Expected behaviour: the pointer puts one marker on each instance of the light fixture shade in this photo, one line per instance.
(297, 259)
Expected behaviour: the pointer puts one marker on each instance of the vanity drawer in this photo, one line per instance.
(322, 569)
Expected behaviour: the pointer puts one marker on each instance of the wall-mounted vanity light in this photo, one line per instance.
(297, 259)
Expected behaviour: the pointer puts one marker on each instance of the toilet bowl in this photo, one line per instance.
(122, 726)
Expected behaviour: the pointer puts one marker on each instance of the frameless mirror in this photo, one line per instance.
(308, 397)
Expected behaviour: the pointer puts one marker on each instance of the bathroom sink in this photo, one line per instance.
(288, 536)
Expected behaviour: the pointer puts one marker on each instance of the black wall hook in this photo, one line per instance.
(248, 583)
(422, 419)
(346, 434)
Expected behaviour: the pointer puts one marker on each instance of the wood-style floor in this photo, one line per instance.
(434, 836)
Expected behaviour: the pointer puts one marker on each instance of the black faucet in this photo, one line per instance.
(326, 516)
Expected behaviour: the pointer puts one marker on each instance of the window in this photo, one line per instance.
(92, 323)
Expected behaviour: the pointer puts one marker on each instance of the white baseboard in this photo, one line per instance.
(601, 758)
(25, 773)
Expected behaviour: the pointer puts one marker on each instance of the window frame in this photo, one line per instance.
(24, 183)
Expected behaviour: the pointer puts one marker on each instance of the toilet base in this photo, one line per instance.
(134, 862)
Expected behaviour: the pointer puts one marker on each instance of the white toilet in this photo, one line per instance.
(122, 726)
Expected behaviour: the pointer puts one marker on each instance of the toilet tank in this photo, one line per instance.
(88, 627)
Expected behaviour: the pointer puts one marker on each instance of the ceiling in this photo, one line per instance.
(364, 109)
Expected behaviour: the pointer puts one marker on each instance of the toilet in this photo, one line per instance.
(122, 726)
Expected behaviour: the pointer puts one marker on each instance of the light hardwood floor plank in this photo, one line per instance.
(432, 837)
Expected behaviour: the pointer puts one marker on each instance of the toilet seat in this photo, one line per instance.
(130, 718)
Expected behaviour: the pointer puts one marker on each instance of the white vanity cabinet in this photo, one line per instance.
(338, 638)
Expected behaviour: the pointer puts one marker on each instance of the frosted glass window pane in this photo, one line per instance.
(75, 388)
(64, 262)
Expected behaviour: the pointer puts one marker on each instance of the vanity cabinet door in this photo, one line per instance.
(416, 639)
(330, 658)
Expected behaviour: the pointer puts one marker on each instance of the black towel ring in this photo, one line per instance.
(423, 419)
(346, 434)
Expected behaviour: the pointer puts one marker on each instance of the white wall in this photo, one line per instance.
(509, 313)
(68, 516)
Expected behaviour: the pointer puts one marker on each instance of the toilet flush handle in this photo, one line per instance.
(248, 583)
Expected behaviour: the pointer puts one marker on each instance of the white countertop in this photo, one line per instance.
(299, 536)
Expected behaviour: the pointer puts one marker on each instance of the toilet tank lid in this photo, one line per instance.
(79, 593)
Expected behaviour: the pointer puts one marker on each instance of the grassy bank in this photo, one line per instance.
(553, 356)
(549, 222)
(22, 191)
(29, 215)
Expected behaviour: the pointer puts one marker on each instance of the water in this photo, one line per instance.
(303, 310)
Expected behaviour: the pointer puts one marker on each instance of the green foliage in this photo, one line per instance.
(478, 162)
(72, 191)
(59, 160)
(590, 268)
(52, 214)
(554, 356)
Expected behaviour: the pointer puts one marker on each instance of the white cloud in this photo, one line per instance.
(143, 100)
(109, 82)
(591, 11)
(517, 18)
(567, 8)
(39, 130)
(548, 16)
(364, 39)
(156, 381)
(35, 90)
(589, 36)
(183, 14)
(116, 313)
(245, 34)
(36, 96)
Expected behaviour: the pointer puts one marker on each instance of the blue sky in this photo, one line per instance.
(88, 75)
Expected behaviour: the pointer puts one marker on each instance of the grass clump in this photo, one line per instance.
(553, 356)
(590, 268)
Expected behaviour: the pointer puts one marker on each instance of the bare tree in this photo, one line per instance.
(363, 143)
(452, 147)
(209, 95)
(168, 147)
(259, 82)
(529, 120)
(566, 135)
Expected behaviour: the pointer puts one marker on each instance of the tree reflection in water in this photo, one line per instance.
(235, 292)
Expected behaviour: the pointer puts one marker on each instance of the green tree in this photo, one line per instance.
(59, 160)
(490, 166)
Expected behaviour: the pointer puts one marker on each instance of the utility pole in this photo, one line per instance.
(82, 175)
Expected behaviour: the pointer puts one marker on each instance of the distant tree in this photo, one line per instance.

REQUEST – Find "lid in this photo, one line per instance." in the data above, then repeat that line and all lines after it exactly, ending with the final line.

OUTPUT OF THE EXERCISE –
Expected behaviour: the pointer puts one marker on each instance of the toilet tank lid in this photo, one line per instance.
(79, 593)
Expected behaviour: the pointer puts one marker on each instance of the grassy bank in this photo, one line per instance.
(553, 356)
(549, 222)
(22, 191)
(29, 215)
Expected behaviour: the pointer puts one marker on each instance of the water in this photo, one line per instance.
(303, 310)
Expected behaviour: the pointer puts one marker on each instance of the green foliage in this photo, one line per instance.
(478, 162)
(72, 191)
(59, 160)
(590, 268)
(52, 214)
(554, 356)
Expected behaviour: the pointer puts one marker on each instance of the white cloud in this photo, one line per instance.
(143, 100)
(109, 82)
(591, 11)
(517, 18)
(567, 8)
(39, 130)
(548, 16)
(364, 39)
(156, 381)
(35, 90)
(589, 36)
(183, 14)
(116, 313)
(245, 34)
(36, 96)
Expected behaviour: the pointer puts one marker on each instance of the blue sky in this photo, one line per instance.
(88, 75)
Expected behaviour: the pointer puts one marker on each instance of the grass clump in this photo, one line per instance.
(553, 356)
(590, 268)
Expected behaviour: the pointer puts one marker on each instance of the bare tree in this photo, one line per instance.
(363, 143)
(452, 147)
(209, 95)
(168, 147)
(259, 82)
(529, 120)
(566, 135)
Expected behaviour: the pointer puts one marker on each instance of the tree reflection in water in this photo, one line per instance.
(235, 292)
Expected behaviour: the pointer puts one marker on each instance of the green tree in this photo, one line per instance.
(59, 160)
(490, 166)
Expected behaviour: the pointer puts one marker on each instance of the utility pole in this photo, one line per instance.
(82, 175)
Expected behaviour: the pointer puts one marker on each instance of the distant tree in this photo, one line per instance.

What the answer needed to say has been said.